Answer these questions using the abstract on stress and Alzheimer's disease in 5xFAD mice.
(a) By what age was Aβ plaque deposition detected in specific brain regions?
(b) What metabolic alterations did the mice show by 11 months?
(c) For how many days were the 4-month-old mice subjected to chronic social isolation-unpredictable stress?

TEXT BLOCK >>
::::::::

Chronic social isolation-unpredictable stress induces early-onset cognitive deficits and exacerbates Aβ accumulation in the 5xFAD mouse model of Alzheimer's disease

Abstract

Aging and genetic predisposition are the primary risk factors for Alzheimer's disease (AD), while chronic stress represents a modifiable risk factor that can accelerate aging and drive AD progression. However, the complex interplay between aging, chronic stress and genetic underpinnings in AD pathogenesis remains poorly understood. Notably, cognitive phenotyping in AD mouse models has yielded inconsistent results. In this study, we characterized the age-dependent trajectory of phenotypes in 5xFAD mice on a congenic C57BL/6 J background. These mice harbor five familial AD (FAD)-related mutations in the amyloid precursor protein (APP) and presenilin 1 (PSEN1) genes. Aβ plaque deposition was detected in specific brain regions by 4 months of age, but cognitive performance remained intact at this stage. However, by 8-9 months, these mice developed impairments in spatial working memory, novel object recognition memory, and social recognition memory. By 11 months, they also showed metabolic alterations, including lower body weight, higher energy expenditure and increased locomotor activity. Furthermore, after 10 days of chronic social isolation-unpredictable stress, 4-month-old 5xFAD mice exhibited cognitive deficits, accompanied by increased Aβ accumulation in the medial prefrontal cortex, hippocampus, and entorhinal cortex. In contrast, age- and sex-matched wild-type littermate controls subjected to the same stress paradigm showed no significant cognitive changes. These observations suggest that Aβ deposition increases stress vulnerability in 5xFAD mice. We conclude that the phenotypic expression of AD-related gene mutations, including pathological changes and cognitive decline, progresses with age and can be induced by chronic psychological stress, underscoring the interactive effects of stress, aging, and genetic vulnerability on disease onset and severity.

::::::::

PROVIDED DATA >>

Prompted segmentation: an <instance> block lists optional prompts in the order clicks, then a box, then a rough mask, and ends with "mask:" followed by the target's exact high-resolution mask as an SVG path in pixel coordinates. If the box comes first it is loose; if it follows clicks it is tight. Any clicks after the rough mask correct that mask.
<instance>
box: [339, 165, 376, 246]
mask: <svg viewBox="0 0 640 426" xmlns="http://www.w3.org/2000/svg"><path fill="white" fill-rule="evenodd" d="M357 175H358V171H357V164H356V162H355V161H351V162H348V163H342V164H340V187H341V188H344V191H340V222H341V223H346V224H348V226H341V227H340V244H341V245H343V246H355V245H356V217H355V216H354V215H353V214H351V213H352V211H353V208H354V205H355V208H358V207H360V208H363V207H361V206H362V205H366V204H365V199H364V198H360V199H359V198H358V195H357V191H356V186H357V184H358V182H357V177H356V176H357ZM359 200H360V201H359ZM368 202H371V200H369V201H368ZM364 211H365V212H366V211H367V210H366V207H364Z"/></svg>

::::::::

ANSWER SPACE >>
(a) By 4 months of age.
(b) Lower body weight, higher energy expenditure and increased locomotor activity.
(c) 10 days.